[Texto extraído]:

┌──

No bairro russo berlinense "Charlottengrad" espera-se o fim de Putin

por Lusa

 Em Charlottenburg, bairro da capital alemã Berlim também conhecido por "Charlottengrad" pela histórica presença russa, Vladimir Putin e a invasão da Ucrânia são temas incómodos, mas reside a esperança de uma mudança de regime em Moscovo.

"A Rússia não é Putin", comenta brevemente uma senhora que olha para as bancas de fruta do supermercado e café "Rossiya", mesmo ao lado da estação de comboios do bairro. Os nomes dos alimentos estão escritos em alemão, mas ali a língua que domina as conversas é outra. Pouco se fala de política, e nada da guerra com a Ucrânia.

Foi uma outra guerra, civil, que abalou a Rússia depois da revolução de 1917, que trouxe milhares até à capital berlinense. Instalaram-se sobretudo no distrito de Charlottenburg, zona rica da cidade, onde passaram a existir vários restaurantes, cinemas, teatros e livrarias russas. Charlottenburg passou a ser "Charlottengrad".

No "Rossiya" ainda há tinta vermelha espalhada na parede. Uma empregada chechena, que prefere não ser identificada, explica que, quando a guerra começou, em fevereiro de 2022, houve protestantes que o vieram demonstrar.

"Aqui não somos a favor da guerra, nem temos culpa que ela exista", comenta, ao balcão, enquanto vai servindo Pirozhki, uma espécie de empadas russas, bem quentes. Vai apontando os funcionários e enumerando as diferentes nacionalidades de cada um. O café é frequentado sobretudo por russos de segunda geração, e curiosos.

"Quando a guerra começou, notei que perdemos clientes. Ninguém queria comer comida russa, e os próprios russos tinham receio. Agora temos ainda mais clientes que antes", assume. Muitos vêm matar saudades de um país que consideram cada vez mais distante.

"Se nada acontecer ao regime atual, a Rússia não vai ter qualquer futuro", comenta Oleg, programador de software, de Moscovo, a viver com a família em Berlim há quatro anos.

"A ideia principal de Putin é a de que o passado foi bom para a Rússia, e que o país deveria voltar a esses tempos", considera, admitindo estar atento ao que se passa no país, não esperando surpresas nas eleições marcadas para os dias 15, 16 e 17 de março.

└──

[Dados fornecidos]:
┌──

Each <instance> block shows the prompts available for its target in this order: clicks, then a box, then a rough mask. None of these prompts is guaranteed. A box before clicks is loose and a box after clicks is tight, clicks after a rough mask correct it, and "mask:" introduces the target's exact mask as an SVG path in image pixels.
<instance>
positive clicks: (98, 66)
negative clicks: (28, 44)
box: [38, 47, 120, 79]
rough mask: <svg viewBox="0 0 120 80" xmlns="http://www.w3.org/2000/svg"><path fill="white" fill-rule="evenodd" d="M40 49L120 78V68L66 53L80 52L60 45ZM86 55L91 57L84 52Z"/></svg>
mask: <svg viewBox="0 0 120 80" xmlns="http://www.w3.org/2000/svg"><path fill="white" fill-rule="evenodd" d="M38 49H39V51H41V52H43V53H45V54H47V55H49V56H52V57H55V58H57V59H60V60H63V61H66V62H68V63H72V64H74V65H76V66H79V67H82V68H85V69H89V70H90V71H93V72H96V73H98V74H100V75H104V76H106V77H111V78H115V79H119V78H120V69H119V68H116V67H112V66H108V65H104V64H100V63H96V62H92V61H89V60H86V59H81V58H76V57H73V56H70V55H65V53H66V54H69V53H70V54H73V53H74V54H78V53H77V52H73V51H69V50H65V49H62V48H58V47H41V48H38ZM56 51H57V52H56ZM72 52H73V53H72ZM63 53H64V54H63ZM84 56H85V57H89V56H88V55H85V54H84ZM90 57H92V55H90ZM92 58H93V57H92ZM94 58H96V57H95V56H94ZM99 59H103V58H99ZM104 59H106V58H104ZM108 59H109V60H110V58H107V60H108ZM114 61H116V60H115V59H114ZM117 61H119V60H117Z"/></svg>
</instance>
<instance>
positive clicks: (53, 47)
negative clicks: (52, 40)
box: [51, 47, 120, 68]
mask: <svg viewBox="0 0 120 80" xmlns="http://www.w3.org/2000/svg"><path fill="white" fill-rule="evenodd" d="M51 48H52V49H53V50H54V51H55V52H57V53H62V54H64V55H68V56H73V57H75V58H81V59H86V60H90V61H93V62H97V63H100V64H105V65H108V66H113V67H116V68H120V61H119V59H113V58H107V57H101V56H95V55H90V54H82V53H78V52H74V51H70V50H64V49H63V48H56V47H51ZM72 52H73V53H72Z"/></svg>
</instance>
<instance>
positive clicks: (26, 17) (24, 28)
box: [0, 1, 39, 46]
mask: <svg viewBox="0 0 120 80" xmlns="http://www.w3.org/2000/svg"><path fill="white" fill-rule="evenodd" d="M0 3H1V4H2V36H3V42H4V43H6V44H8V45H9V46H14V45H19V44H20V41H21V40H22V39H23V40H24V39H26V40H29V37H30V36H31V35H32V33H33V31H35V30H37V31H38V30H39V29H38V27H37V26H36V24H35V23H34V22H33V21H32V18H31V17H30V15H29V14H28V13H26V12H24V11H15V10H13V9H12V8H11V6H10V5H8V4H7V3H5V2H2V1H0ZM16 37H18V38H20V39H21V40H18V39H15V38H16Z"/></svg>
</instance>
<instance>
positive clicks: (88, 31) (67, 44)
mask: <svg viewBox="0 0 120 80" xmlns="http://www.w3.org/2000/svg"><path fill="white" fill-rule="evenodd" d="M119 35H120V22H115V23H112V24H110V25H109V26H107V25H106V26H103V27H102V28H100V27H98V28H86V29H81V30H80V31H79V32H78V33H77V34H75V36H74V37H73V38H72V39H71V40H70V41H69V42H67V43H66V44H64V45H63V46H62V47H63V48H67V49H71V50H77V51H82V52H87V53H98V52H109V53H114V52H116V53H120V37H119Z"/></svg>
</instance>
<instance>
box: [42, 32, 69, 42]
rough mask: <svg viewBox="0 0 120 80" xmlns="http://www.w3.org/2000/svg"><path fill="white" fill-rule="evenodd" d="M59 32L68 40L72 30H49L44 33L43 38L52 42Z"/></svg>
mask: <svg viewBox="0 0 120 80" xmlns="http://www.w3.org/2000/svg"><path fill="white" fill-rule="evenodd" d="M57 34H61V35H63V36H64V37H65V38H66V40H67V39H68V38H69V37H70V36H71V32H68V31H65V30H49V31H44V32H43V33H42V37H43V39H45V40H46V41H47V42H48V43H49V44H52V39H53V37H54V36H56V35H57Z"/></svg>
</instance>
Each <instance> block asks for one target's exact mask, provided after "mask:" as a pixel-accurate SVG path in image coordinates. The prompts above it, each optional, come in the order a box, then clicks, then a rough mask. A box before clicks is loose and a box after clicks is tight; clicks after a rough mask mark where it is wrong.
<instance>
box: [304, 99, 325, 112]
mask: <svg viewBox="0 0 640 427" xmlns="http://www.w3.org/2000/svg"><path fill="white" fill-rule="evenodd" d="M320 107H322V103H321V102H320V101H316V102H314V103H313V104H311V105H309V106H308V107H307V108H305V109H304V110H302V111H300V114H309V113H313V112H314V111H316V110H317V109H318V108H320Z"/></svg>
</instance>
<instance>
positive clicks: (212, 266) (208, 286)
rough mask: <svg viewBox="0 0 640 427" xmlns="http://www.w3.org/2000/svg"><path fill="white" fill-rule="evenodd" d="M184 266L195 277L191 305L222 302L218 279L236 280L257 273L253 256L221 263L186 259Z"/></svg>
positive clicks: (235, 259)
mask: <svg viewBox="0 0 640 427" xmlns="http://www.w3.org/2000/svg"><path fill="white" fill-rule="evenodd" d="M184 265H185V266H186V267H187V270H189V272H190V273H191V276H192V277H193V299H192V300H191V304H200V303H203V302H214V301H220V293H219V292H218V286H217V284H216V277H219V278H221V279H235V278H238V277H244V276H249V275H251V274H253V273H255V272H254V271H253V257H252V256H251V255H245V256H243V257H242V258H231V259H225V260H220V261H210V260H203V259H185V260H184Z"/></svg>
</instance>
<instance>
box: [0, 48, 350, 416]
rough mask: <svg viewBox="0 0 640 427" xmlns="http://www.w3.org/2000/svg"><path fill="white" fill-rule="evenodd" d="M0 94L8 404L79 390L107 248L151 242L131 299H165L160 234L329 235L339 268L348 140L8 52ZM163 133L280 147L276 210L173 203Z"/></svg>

└──
┌──

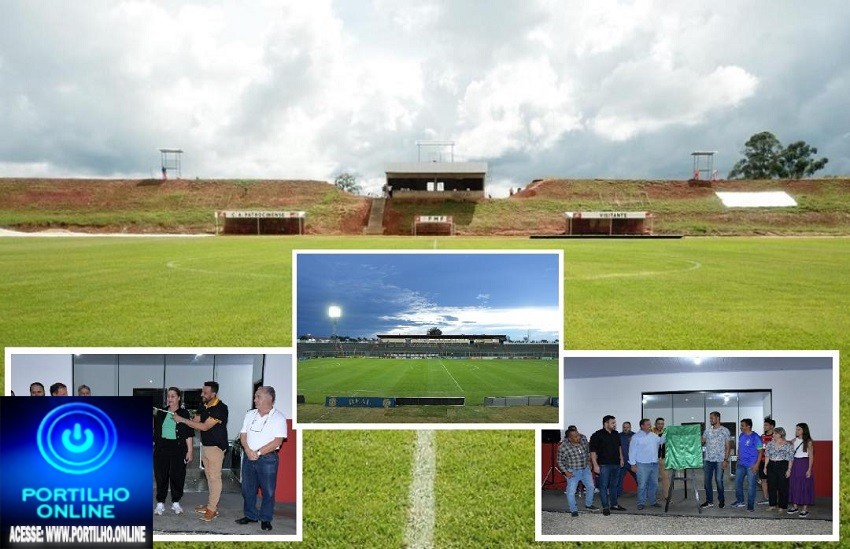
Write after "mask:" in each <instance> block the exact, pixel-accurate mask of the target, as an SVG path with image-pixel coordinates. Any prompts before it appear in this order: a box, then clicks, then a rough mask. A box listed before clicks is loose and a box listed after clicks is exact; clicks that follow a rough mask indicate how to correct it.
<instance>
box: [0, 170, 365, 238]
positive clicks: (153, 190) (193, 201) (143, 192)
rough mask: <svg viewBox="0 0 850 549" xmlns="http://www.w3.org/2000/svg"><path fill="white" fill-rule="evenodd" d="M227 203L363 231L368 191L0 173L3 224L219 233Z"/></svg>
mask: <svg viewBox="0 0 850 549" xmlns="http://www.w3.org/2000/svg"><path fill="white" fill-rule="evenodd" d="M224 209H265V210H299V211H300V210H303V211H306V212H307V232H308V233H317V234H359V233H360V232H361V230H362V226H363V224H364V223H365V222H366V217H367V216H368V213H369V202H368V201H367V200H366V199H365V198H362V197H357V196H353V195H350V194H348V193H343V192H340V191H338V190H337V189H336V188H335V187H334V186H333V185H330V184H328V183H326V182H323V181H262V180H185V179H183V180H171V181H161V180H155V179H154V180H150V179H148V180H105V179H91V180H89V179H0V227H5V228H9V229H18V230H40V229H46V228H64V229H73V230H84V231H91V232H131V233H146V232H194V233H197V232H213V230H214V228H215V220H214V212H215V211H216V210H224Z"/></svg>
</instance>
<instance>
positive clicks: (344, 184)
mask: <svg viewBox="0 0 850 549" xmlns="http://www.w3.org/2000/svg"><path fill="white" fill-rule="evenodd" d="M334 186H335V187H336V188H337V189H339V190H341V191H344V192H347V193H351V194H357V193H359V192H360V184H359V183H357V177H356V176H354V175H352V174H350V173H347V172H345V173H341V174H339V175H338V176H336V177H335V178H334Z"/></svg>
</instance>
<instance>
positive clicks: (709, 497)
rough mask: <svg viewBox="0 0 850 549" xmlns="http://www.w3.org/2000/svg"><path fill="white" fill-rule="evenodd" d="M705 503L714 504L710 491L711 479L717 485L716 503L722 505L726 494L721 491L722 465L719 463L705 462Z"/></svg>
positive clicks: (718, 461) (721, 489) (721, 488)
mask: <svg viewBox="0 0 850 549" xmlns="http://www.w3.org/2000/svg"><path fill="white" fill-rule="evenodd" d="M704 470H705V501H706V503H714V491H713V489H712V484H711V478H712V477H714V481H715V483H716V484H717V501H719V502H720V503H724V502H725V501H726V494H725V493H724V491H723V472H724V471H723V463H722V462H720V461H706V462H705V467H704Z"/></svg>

└──
┌──

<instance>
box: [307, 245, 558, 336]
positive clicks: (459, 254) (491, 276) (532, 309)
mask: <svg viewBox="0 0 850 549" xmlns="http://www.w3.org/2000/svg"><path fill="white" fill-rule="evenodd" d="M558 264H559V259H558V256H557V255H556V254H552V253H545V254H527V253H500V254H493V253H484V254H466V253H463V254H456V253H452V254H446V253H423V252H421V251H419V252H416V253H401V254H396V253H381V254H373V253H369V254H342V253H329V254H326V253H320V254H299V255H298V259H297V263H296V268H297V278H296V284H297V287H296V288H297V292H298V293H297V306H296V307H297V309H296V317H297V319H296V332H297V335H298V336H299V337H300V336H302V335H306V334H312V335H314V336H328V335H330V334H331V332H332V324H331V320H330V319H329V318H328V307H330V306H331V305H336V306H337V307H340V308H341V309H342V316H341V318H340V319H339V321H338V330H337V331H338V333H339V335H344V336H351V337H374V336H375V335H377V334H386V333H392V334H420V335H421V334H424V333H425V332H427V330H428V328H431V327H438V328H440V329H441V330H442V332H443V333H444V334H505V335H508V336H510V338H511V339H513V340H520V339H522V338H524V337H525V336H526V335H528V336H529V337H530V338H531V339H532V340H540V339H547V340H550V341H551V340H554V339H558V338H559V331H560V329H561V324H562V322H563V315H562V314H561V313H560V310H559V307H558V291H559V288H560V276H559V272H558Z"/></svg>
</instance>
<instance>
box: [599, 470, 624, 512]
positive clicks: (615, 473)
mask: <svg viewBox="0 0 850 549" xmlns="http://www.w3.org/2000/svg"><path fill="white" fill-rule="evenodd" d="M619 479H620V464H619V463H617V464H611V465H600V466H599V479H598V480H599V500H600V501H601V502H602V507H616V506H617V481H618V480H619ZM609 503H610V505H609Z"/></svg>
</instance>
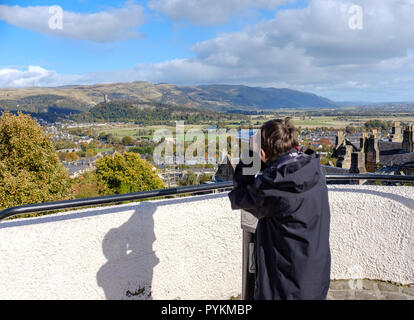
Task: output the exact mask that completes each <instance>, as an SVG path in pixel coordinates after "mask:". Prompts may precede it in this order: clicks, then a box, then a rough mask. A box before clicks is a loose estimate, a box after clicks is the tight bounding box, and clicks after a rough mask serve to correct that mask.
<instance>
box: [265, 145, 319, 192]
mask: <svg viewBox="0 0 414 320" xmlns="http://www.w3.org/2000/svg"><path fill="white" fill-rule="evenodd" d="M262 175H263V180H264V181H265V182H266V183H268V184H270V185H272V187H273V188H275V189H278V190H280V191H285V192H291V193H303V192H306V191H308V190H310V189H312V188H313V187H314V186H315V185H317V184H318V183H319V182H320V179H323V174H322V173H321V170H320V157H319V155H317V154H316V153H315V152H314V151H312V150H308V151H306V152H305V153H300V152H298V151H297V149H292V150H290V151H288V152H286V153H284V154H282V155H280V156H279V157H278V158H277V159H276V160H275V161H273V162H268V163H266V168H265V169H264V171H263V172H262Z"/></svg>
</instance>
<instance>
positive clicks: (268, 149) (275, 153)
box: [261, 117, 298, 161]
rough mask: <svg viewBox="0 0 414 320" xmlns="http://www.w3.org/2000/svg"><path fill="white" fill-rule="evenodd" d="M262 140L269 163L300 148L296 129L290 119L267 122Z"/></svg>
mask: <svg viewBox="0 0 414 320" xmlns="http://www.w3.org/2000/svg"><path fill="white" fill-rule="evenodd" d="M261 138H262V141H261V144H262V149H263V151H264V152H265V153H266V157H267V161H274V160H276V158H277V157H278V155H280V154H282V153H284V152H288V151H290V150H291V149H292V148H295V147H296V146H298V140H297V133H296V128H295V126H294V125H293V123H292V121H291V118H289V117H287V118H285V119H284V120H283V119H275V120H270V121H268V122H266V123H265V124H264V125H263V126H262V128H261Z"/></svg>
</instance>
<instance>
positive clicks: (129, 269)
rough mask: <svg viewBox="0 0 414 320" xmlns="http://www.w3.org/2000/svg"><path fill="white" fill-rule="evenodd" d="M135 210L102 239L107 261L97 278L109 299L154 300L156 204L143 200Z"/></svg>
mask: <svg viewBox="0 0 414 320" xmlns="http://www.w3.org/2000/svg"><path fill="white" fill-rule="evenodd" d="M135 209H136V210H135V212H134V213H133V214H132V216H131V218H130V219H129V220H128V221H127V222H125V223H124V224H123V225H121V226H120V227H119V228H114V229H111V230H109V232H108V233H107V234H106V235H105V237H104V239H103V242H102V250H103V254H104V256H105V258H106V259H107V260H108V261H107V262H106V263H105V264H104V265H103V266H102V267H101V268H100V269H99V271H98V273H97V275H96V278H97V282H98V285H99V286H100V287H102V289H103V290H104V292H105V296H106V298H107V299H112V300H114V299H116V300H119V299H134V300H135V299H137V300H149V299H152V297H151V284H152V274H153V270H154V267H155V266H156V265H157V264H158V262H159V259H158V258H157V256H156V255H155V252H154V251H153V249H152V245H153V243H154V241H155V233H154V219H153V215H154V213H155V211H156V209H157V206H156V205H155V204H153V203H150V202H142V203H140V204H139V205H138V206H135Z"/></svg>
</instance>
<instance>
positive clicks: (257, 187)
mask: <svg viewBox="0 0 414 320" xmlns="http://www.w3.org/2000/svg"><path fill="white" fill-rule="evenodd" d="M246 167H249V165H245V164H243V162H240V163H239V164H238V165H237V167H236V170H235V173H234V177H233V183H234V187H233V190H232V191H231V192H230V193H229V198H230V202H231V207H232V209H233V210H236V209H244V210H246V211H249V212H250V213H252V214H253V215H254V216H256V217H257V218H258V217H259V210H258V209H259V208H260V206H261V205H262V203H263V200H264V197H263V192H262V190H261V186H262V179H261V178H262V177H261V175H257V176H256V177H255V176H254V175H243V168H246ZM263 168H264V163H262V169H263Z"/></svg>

└──

[Tarefas a realizar]:
1 – Diga se cada afirmação está de acordo com o texto extraído, respondendo sim ou não e citando as palavras do texto que o decidem.
(a) O café "Rossiya" fica junto à estação de comboios do bairro.
(b) Desde o início da guerra, o café tem menos clientes do que tinha antes.
(c) Oleg vive em Berlim há dez anos.
2 – Responda a estas perguntas com base no texto extraído.
(a) Por que outro nome é conhecido o bairro de Charlottenburg?
(b) O que são os Pirozhki servidos no café?
(c) Em que dias estão marcadas as eleições?

[Soluções]:
1 –
(a) Sim: "mesmo ao lado da estação de comboios do bairro".
(b) Não: "Agora temos ainda mais clientes que antes".
(c) Não: "a viver com a família em Berlim há quatro anos".

2 –
(a) "Charlottengrad".
(b) Uma espécie de empadas russas.
(c) 15, 16 e 17 de março.